• _Material shown_:
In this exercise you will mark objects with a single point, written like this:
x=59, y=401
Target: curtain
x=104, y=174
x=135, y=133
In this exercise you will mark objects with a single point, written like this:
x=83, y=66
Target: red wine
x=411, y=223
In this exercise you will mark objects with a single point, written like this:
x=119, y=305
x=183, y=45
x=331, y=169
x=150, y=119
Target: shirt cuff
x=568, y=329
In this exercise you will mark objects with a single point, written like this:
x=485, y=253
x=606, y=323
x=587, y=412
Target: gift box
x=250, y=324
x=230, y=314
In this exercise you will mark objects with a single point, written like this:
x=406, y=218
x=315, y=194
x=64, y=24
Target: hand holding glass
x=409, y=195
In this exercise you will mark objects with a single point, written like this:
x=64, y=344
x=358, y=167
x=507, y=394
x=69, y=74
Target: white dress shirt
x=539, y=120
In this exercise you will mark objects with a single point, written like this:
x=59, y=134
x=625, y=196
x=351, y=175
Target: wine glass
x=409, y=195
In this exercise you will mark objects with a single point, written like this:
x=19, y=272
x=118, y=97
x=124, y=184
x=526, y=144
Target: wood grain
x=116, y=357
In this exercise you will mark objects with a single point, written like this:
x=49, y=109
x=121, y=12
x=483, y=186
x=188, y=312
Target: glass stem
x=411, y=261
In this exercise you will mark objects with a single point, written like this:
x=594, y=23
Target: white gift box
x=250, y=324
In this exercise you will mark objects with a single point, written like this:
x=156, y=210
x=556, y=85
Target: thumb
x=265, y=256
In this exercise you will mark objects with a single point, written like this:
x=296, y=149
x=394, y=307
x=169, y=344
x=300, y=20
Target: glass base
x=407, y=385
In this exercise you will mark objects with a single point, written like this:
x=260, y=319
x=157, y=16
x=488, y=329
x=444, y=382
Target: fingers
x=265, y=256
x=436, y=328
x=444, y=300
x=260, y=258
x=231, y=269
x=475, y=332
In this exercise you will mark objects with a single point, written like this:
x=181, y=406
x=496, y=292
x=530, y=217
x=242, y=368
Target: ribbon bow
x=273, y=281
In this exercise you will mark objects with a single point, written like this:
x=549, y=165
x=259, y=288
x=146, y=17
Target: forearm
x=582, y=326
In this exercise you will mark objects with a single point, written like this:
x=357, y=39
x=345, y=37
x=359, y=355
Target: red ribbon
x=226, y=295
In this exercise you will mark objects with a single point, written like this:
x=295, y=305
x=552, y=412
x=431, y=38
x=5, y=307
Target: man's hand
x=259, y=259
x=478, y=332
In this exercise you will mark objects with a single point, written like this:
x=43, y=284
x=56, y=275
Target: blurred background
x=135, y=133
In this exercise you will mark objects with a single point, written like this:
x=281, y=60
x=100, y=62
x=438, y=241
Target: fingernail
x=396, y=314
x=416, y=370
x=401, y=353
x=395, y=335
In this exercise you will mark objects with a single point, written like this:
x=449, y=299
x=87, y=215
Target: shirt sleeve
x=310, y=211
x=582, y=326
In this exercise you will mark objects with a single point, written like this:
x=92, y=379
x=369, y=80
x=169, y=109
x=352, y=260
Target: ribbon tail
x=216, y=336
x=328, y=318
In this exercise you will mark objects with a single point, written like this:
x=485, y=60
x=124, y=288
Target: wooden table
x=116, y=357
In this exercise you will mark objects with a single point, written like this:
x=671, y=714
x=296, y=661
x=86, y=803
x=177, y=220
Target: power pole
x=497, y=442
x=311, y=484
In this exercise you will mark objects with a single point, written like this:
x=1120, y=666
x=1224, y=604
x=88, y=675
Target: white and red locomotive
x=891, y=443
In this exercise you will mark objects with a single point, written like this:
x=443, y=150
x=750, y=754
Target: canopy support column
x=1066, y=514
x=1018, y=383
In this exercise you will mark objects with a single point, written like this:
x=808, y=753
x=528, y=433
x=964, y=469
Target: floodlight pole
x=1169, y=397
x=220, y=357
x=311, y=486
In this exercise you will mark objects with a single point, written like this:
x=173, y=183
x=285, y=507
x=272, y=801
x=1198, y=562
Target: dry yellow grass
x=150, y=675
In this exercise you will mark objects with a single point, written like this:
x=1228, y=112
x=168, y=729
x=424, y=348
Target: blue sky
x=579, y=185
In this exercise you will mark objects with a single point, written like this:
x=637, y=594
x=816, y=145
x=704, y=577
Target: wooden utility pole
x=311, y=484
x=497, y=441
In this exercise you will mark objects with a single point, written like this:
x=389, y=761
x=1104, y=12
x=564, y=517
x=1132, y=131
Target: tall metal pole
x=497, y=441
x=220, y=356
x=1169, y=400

* * *

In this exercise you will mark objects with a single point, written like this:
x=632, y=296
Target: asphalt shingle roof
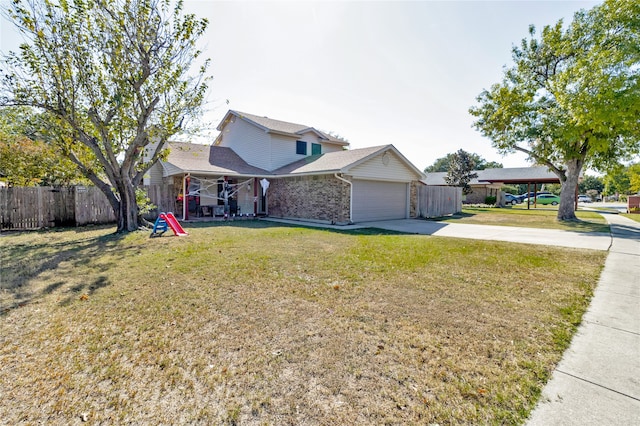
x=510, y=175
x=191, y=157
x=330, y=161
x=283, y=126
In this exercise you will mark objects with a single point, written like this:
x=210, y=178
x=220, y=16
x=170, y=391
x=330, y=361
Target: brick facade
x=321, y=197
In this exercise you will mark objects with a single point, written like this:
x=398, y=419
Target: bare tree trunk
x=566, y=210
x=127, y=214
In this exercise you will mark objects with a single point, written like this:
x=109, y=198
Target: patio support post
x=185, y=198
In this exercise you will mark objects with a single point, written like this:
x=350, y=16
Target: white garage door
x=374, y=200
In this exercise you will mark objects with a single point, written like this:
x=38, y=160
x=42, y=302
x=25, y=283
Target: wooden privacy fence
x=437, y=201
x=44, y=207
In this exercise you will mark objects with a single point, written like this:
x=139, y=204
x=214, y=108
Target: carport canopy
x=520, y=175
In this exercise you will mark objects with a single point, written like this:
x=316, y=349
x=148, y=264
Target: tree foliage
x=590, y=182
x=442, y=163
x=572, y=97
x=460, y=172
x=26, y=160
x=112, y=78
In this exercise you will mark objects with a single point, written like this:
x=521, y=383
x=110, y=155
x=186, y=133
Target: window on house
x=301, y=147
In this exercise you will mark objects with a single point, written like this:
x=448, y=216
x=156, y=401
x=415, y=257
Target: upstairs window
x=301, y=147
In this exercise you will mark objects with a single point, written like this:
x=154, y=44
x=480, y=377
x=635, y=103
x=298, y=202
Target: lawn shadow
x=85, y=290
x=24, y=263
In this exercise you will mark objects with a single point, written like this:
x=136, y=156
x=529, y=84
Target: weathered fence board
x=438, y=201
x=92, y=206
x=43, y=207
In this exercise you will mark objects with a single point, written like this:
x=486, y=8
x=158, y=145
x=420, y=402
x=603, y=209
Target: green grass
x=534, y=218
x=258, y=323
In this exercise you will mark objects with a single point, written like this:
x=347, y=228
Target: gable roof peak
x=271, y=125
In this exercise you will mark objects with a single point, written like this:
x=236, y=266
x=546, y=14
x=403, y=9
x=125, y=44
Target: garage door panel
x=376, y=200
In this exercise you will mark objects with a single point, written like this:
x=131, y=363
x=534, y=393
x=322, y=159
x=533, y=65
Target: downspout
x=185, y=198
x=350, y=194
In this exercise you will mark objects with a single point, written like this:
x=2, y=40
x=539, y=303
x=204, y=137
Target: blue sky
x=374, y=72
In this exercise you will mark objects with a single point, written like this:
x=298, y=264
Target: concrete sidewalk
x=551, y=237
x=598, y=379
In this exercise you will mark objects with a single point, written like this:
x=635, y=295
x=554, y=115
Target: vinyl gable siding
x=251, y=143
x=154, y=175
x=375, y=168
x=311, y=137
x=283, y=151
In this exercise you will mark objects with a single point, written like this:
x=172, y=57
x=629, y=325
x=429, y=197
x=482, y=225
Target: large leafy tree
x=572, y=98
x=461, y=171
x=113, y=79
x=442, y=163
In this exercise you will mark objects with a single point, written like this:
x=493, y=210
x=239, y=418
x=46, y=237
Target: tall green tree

• _Aim_:
Copy out in full every line of the items above that contains the string "green". Matching is case-sensitive.

• _Task solution_:
Target: green grass
Target: tall green tree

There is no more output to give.